** begin **
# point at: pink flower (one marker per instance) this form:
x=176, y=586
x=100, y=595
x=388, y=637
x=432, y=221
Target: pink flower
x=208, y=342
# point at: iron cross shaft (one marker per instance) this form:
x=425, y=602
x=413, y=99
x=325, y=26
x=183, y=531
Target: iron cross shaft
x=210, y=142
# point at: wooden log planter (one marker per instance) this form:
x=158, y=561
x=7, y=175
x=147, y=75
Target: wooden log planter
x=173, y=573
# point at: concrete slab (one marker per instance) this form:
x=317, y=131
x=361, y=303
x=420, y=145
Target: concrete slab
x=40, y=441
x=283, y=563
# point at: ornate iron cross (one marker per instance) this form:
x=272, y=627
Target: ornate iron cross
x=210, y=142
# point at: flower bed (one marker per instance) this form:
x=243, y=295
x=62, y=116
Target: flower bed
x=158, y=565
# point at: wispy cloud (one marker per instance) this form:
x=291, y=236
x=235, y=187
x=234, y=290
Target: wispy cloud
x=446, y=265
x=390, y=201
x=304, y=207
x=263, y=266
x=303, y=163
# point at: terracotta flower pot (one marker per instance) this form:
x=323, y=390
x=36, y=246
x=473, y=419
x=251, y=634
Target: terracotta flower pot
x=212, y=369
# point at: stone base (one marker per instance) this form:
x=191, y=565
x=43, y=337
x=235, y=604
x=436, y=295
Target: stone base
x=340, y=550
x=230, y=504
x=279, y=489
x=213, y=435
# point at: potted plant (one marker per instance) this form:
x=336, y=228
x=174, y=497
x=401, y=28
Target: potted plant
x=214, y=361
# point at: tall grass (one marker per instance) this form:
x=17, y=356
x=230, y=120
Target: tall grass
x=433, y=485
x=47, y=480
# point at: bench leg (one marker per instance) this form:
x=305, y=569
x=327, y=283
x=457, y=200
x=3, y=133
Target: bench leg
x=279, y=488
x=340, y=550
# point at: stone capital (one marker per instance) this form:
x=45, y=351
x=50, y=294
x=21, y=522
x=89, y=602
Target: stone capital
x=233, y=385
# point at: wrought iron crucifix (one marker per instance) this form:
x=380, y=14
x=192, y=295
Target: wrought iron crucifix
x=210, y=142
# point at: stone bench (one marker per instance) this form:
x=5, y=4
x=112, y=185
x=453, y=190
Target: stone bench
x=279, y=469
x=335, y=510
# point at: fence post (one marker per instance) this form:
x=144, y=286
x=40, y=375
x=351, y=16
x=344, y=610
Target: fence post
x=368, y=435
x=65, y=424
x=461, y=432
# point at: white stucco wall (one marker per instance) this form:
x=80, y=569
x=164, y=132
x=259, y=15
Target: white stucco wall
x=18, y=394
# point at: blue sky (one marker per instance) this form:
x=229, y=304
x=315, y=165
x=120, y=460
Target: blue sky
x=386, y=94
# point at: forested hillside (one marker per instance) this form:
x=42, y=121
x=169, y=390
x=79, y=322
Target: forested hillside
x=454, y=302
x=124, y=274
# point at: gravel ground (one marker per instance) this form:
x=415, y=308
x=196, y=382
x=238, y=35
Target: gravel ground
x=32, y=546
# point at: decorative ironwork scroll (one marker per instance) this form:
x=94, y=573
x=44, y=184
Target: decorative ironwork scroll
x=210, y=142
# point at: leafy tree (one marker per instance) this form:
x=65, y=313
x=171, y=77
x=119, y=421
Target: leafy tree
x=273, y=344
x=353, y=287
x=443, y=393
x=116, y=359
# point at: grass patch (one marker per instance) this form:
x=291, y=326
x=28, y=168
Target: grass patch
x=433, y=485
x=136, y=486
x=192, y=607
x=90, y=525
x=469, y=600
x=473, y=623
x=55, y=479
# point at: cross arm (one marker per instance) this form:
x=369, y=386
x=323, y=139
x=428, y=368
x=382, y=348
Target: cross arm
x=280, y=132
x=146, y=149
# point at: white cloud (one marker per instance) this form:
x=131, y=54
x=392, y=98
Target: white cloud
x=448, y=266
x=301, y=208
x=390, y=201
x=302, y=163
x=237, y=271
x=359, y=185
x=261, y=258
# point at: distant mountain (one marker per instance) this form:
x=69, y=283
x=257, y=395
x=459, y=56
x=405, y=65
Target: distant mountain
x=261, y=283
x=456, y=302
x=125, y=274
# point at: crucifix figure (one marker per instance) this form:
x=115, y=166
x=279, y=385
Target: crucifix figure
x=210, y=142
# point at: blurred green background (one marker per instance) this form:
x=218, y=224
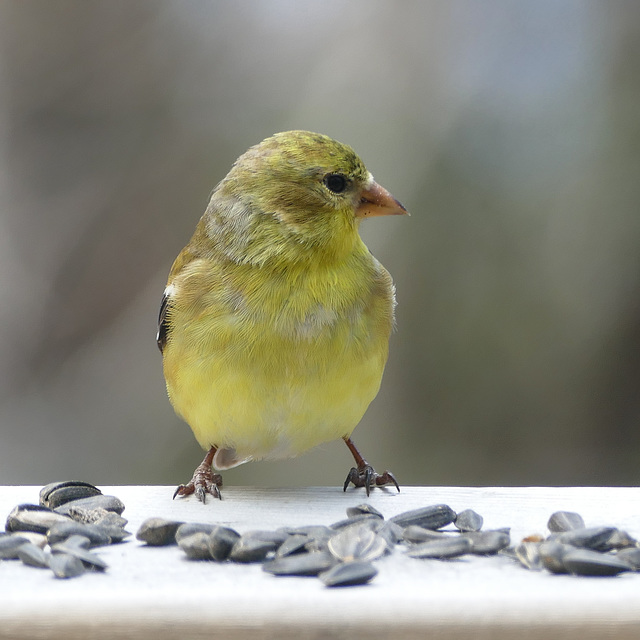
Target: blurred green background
x=509, y=129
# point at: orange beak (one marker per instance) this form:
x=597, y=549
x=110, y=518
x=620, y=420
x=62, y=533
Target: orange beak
x=377, y=201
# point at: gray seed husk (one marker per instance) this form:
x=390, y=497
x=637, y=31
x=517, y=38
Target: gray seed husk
x=487, y=542
x=552, y=554
x=63, y=530
x=108, y=519
x=357, y=543
x=33, y=556
x=300, y=564
x=251, y=550
x=584, y=562
x=433, y=517
x=39, y=539
x=630, y=555
x=58, y=493
x=621, y=540
x=528, y=554
x=188, y=529
x=414, y=533
x=468, y=520
x=31, y=517
x=158, y=532
x=349, y=574
x=109, y=503
x=115, y=533
x=221, y=542
x=391, y=532
x=78, y=541
x=349, y=522
x=450, y=547
x=565, y=521
x=9, y=546
x=66, y=566
x=595, y=538
x=293, y=544
x=363, y=508
x=196, y=546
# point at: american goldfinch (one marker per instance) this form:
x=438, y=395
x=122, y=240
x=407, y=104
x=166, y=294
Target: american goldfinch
x=275, y=322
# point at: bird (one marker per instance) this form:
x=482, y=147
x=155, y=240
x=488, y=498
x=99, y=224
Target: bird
x=274, y=325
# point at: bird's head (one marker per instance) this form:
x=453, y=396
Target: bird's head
x=293, y=194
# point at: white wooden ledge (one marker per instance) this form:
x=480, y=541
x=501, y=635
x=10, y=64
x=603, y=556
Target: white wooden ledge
x=156, y=593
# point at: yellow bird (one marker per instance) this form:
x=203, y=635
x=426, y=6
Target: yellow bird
x=274, y=326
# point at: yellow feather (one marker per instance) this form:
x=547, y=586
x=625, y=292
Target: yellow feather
x=278, y=320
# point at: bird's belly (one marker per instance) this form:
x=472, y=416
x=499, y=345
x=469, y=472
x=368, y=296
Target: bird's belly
x=275, y=398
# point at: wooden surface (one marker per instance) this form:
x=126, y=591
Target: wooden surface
x=157, y=593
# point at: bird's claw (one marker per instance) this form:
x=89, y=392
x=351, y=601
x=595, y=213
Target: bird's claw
x=367, y=477
x=204, y=482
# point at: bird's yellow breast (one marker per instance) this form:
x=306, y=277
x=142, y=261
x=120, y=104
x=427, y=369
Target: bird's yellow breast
x=267, y=364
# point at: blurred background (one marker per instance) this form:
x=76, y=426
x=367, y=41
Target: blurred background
x=509, y=129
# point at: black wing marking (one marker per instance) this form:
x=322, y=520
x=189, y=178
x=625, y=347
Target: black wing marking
x=163, y=323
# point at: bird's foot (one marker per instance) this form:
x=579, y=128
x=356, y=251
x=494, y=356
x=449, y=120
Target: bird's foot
x=204, y=481
x=367, y=477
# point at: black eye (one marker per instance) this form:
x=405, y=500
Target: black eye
x=335, y=182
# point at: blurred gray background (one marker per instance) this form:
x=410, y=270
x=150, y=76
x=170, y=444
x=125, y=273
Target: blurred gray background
x=510, y=130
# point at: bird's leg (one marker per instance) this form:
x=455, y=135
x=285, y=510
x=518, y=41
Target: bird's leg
x=364, y=475
x=204, y=480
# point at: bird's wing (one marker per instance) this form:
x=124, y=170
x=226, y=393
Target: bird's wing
x=163, y=322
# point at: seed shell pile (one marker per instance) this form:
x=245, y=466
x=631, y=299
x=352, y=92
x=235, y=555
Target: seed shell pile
x=72, y=518
x=58, y=533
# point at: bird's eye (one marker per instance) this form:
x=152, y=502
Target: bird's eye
x=335, y=182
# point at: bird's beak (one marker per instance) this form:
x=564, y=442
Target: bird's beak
x=377, y=201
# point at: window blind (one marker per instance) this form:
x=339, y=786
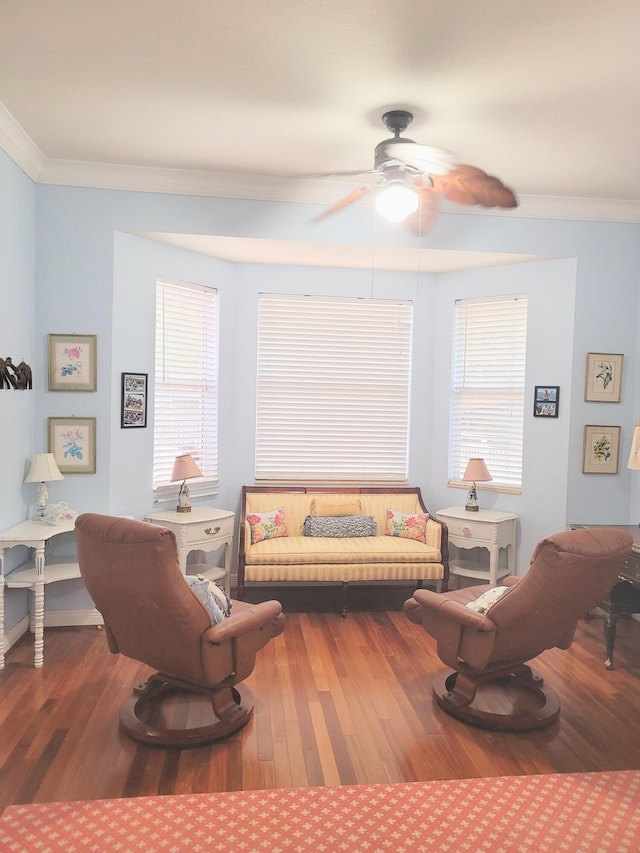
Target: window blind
x=488, y=388
x=186, y=384
x=333, y=380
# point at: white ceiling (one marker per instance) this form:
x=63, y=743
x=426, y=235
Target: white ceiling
x=239, y=98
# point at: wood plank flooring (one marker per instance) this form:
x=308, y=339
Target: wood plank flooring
x=337, y=702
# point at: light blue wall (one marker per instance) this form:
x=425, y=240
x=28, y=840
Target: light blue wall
x=94, y=276
x=17, y=260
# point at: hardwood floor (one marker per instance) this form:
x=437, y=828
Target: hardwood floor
x=337, y=702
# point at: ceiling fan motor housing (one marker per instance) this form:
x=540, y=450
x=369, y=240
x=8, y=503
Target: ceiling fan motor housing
x=397, y=121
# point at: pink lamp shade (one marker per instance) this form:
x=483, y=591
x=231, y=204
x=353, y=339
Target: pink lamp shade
x=43, y=470
x=476, y=472
x=634, y=455
x=184, y=468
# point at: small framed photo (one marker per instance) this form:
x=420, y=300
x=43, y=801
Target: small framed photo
x=72, y=362
x=73, y=444
x=601, y=450
x=603, y=382
x=546, y=399
x=134, y=400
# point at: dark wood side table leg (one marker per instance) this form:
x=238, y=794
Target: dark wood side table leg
x=610, y=621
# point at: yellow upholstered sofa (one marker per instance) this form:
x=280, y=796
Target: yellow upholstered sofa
x=282, y=541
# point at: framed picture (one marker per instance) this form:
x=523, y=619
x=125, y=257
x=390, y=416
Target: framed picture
x=601, y=449
x=72, y=362
x=603, y=382
x=546, y=399
x=134, y=400
x=73, y=444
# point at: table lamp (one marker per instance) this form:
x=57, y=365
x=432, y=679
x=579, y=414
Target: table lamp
x=184, y=468
x=43, y=470
x=476, y=472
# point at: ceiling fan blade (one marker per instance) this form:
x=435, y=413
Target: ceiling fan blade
x=353, y=196
x=350, y=174
x=422, y=220
x=424, y=158
x=470, y=185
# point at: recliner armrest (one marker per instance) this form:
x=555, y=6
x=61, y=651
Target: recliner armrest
x=249, y=619
x=425, y=601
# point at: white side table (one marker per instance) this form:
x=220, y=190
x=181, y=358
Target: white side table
x=202, y=529
x=487, y=529
x=34, y=575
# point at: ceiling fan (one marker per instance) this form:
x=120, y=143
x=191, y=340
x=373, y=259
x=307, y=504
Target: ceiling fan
x=411, y=178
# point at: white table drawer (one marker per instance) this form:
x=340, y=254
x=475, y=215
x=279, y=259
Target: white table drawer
x=213, y=529
x=469, y=529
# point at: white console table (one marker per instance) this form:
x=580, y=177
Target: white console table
x=202, y=529
x=34, y=575
x=487, y=529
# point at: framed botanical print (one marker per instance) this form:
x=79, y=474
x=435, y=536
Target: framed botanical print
x=546, y=399
x=72, y=362
x=134, y=400
x=603, y=383
x=601, y=449
x=73, y=444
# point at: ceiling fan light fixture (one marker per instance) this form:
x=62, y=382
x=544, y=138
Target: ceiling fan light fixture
x=395, y=201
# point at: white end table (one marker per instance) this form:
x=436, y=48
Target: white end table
x=486, y=528
x=34, y=575
x=202, y=529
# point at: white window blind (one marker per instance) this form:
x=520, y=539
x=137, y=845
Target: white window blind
x=332, y=389
x=186, y=385
x=488, y=388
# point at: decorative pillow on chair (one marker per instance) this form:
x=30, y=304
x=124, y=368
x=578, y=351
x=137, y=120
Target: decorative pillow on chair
x=267, y=525
x=345, y=526
x=488, y=599
x=211, y=595
x=407, y=526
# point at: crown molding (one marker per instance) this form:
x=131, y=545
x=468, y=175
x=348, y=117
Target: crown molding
x=20, y=147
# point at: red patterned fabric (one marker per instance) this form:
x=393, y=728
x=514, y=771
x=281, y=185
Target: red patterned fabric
x=558, y=812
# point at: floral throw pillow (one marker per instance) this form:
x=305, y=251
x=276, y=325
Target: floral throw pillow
x=407, y=526
x=267, y=525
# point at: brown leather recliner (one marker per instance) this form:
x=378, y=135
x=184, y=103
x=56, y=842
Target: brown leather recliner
x=487, y=682
x=131, y=571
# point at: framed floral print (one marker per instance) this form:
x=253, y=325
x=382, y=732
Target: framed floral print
x=546, y=399
x=134, y=400
x=72, y=362
x=73, y=444
x=601, y=450
x=603, y=383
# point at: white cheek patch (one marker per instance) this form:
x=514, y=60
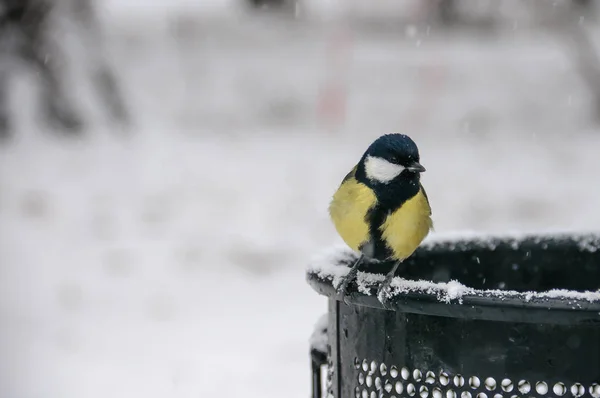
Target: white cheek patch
x=380, y=170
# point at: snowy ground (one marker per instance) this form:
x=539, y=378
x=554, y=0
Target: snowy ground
x=170, y=262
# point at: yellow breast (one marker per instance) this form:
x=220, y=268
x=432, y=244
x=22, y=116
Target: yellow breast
x=348, y=208
x=404, y=229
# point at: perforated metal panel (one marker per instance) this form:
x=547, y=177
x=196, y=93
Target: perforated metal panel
** end **
→ JOB
Retype the material line for line, starting at the line that contains "# point at: orange" and ending at the line that contains "x=274, y=325", with both of those lines included.

→ EXERCISE OUTPUT
# point at: orange beak (one marker per instance) this form:
x=597, y=549
x=110, y=518
x=620, y=420
x=62, y=533
Target: orange beak
x=377, y=201
# point at: gray seed husk (one marker per instance) this form:
x=390, y=497
x=637, y=31
x=517, y=38
Target: gray seed husk
x=487, y=542
x=552, y=554
x=63, y=530
x=108, y=519
x=357, y=543
x=33, y=556
x=300, y=564
x=251, y=550
x=584, y=562
x=433, y=517
x=39, y=539
x=630, y=555
x=58, y=493
x=621, y=540
x=528, y=554
x=188, y=529
x=414, y=533
x=468, y=520
x=31, y=517
x=158, y=532
x=349, y=574
x=109, y=503
x=115, y=533
x=221, y=542
x=391, y=532
x=78, y=541
x=349, y=522
x=450, y=547
x=565, y=521
x=9, y=546
x=66, y=566
x=595, y=538
x=293, y=544
x=363, y=508
x=196, y=546
# point at: american goldfinch (one marker per instance) this form:
x=438, y=395
x=122, y=240
x=407, y=104
x=166, y=294
Target: american goldfinch
x=275, y=322
# point at: bird (one marker per instance) this form:
x=482, y=147
x=155, y=240
x=488, y=498
x=99, y=224
Target: bird
x=274, y=325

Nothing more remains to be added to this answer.